Point placement records:

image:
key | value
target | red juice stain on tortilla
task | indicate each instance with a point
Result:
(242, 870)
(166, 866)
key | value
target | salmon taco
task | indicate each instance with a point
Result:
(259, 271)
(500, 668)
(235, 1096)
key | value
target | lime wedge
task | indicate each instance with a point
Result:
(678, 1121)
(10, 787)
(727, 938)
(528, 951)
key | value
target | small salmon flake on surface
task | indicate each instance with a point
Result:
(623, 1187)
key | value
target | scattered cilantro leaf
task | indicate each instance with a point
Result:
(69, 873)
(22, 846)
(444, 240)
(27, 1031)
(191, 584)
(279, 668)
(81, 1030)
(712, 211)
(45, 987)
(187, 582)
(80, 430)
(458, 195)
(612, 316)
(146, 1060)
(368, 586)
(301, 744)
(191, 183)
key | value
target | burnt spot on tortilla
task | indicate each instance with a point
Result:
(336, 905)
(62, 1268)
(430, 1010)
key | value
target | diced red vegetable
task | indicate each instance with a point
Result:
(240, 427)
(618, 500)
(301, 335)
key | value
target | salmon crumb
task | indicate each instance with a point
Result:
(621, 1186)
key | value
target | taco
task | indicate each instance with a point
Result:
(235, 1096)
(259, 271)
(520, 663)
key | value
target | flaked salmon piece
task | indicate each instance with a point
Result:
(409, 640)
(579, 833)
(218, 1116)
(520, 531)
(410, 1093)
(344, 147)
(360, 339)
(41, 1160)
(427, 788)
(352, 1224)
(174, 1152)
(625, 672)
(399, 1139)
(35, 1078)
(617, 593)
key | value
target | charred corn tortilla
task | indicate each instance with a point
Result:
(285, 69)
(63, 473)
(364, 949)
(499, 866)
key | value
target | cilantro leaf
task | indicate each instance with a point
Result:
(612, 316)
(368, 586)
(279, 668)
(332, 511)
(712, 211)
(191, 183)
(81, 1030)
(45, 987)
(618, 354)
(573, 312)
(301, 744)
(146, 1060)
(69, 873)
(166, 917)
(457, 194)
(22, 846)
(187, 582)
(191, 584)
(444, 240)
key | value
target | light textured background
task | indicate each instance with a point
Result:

WHAT THIS TASK INVOLVES: Reproduce each line verbatim.

SOLUTION TO THIS PROBLEM:
image:
key | value
target | red juice stain on tortilla
task | indicate each instance with a point
Result:
(242, 870)
(166, 866)
key | value
target | salmon taco
task | indicate each instance with a point
Result:
(259, 271)
(500, 668)
(235, 1096)
key | value
target | lime wedge
task | indicate each instance with a point
Result:
(678, 1121)
(10, 787)
(727, 938)
(528, 951)
key | value
target | small salmon flake on surface
task | indicate each instance with a point
Result:
(623, 1187)
key | value
target | scattered cilantro leaf
task | indicate each instance with a point
Result:
(69, 873)
(22, 846)
(444, 240)
(27, 1031)
(191, 584)
(279, 668)
(81, 1030)
(712, 211)
(45, 987)
(187, 582)
(80, 430)
(458, 195)
(612, 316)
(146, 1060)
(368, 586)
(301, 744)
(191, 183)
key | value
target | burnt spot on tortilla
task | indicate each instance with a point
Result:
(336, 905)
(62, 1268)
(430, 1010)
key | value
target | diced red vegetable
task | indicate each instance with a point
Result:
(240, 427)
(618, 500)
(301, 335)
key | value
target | salmon crumb
task | indicate each instance with a point
Result:
(621, 1186)
key | value
target | taco
task | indicate each instance with a point
Result:
(235, 1096)
(259, 271)
(520, 663)
key | value
target | flaked salmon piece
task | indicate each instance with a point
Result:
(409, 640)
(579, 833)
(218, 1116)
(520, 531)
(410, 1093)
(344, 147)
(360, 339)
(41, 1160)
(427, 788)
(352, 1224)
(174, 1152)
(625, 672)
(399, 1139)
(35, 1078)
(617, 593)
key | value
target | charred corn tortilla
task | indicate each instance with a point
Result:
(285, 69)
(63, 473)
(364, 949)
(499, 866)
key | value
target | cilantro leaf
task | indicate each instance with a point
Result:
(612, 316)
(368, 586)
(279, 668)
(332, 511)
(712, 211)
(191, 183)
(81, 1030)
(45, 987)
(618, 354)
(573, 312)
(301, 744)
(146, 1060)
(69, 873)
(166, 917)
(457, 194)
(22, 846)
(187, 582)
(191, 584)
(444, 240)
key | value
target | light textured background
task | indicate each instance with a point
Result:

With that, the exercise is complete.